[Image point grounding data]
——

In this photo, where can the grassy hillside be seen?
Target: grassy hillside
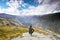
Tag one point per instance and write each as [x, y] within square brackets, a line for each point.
[9, 31]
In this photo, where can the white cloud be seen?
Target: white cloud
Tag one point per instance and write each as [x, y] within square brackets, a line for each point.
[32, 10]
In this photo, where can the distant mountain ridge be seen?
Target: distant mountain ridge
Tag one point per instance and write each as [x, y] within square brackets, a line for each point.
[50, 21]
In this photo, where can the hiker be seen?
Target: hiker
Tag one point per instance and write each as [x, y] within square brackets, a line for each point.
[31, 30]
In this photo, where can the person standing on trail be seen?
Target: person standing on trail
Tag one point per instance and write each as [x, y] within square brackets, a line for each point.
[31, 30]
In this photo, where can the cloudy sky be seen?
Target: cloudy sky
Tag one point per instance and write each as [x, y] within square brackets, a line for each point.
[29, 7]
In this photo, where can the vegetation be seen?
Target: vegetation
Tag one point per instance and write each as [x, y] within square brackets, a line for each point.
[8, 31]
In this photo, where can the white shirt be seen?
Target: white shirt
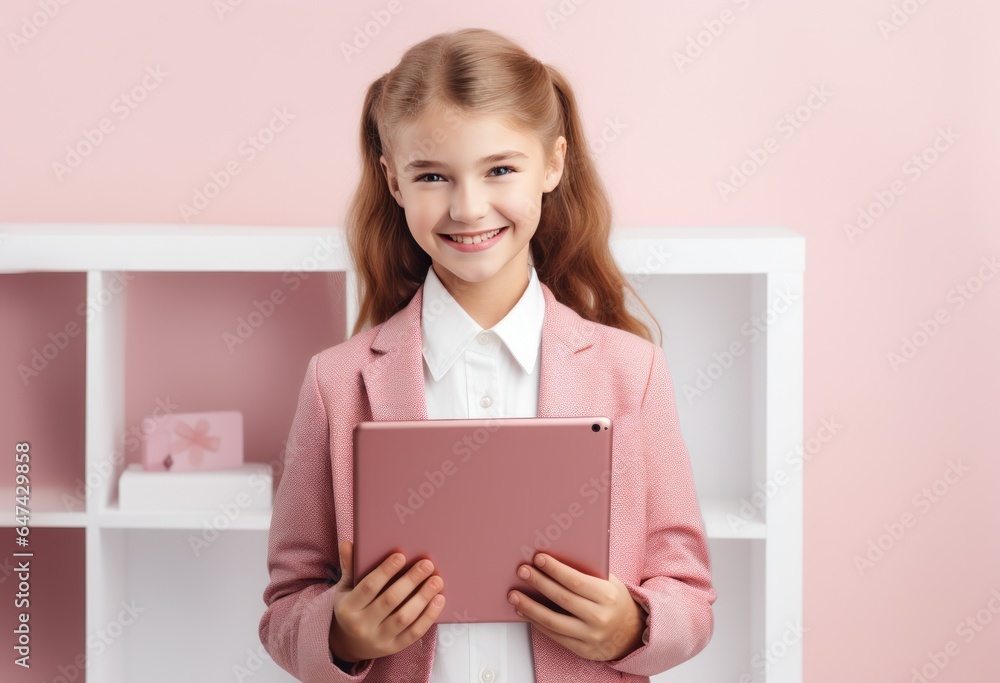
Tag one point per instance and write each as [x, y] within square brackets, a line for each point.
[469, 372]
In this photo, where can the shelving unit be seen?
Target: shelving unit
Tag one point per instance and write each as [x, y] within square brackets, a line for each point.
[707, 288]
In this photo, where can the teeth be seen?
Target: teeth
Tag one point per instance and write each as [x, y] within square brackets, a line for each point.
[474, 240]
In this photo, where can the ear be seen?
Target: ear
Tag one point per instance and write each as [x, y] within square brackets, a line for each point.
[554, 168]
[391, 180]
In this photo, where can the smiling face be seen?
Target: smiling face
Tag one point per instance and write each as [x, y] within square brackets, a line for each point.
[469, 175]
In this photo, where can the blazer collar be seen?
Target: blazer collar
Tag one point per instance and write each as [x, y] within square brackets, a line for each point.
[394, 381]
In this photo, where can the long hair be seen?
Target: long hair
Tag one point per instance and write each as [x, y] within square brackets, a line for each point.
[478, 71]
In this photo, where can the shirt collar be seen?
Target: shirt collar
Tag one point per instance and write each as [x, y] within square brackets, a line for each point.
[447, 329]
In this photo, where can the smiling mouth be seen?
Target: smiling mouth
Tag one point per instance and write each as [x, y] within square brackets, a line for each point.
[476, 239]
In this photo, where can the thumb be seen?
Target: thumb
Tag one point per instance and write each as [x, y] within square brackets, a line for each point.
[347, 564]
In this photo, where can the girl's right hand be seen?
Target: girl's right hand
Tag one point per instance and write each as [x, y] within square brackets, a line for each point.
[364, 625]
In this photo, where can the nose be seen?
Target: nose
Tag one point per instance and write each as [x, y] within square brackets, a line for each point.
[468, 204]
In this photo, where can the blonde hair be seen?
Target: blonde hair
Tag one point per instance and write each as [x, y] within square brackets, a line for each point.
[478, 71]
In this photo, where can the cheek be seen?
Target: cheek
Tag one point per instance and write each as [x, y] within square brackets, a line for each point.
[524, 211]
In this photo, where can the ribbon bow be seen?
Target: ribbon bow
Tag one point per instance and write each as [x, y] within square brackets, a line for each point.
[194, 439]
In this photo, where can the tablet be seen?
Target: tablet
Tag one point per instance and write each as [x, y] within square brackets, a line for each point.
[479, 497]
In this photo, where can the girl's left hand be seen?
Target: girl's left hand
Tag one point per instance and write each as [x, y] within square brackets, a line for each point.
[604, 621]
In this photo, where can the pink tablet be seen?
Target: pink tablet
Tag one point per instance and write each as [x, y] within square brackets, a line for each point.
[480, 496]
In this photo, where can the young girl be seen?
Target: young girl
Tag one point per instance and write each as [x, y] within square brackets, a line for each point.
[488, 289]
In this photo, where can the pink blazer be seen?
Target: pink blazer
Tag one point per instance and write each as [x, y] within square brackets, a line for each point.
[658, 545]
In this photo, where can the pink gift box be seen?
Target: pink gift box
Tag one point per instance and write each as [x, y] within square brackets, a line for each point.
[194, 441]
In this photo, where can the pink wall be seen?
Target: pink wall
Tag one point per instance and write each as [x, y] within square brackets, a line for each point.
[678, 131]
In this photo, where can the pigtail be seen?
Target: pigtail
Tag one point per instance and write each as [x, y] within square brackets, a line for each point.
[390, 265]
[571, 250]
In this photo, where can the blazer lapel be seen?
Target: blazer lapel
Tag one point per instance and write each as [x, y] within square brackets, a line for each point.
[394, 381]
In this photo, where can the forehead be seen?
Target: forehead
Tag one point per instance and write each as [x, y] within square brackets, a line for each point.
[459, 139]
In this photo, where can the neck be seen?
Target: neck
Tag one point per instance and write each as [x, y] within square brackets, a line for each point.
[490, 301]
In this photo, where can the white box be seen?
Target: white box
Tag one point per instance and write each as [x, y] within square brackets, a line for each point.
[248, 487]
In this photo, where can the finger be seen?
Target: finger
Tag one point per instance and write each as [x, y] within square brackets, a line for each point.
[346, 564]
[559, 594]
[541, 615]
[590, 587]
[402, 619]
[426, 619]
[400, 589]
[369, 587]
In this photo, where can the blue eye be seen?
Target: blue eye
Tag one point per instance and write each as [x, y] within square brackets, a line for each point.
[427, 177]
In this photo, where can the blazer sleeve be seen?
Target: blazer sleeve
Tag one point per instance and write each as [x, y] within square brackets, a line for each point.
[675, 585]
[302, 551]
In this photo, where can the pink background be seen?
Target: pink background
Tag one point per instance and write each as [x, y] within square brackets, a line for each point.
[679, 132]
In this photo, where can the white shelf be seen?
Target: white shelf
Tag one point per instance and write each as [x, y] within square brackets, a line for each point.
[254, 520]
[704, 282]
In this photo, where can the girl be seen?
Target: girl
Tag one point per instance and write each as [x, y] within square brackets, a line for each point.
[488, 289]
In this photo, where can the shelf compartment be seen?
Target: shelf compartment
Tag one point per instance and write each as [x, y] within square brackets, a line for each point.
[42, 393]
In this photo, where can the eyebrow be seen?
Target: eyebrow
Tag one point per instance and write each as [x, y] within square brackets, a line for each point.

——

**EXERCISE BRIEF**
With pictures removed, write out exactly each line of the entries from the first through the line that holds "Target: person standing on trail".

**ANSWER SPACE**
In this photo, where can the grassy hillside be seen?
Target: grassy hillside
Tag one point per instance and write each as [x, y] within square brackets, a line for each point.
[9, 31]
In this photo, where can the white cloud be seen?
Target: white cloud
Tag one point per instance and write each as [x, y] within square brackets, a line for each point.
[32, 10]
In this photo, where can the distant mountain ridge be seen?
Target: distant mountain ridge
Tag one point per instance and write each as [x, y] within square brackets, a line for each point.
[50, 21]
In this photo, where can the hiker be seen?
Target: hiker
Tag one point per instance and write each as [x, y] within square brackets, a line for each point.
[31, 30]
In this photo, where can the person standing on trail be seen?
Target: person standing on trail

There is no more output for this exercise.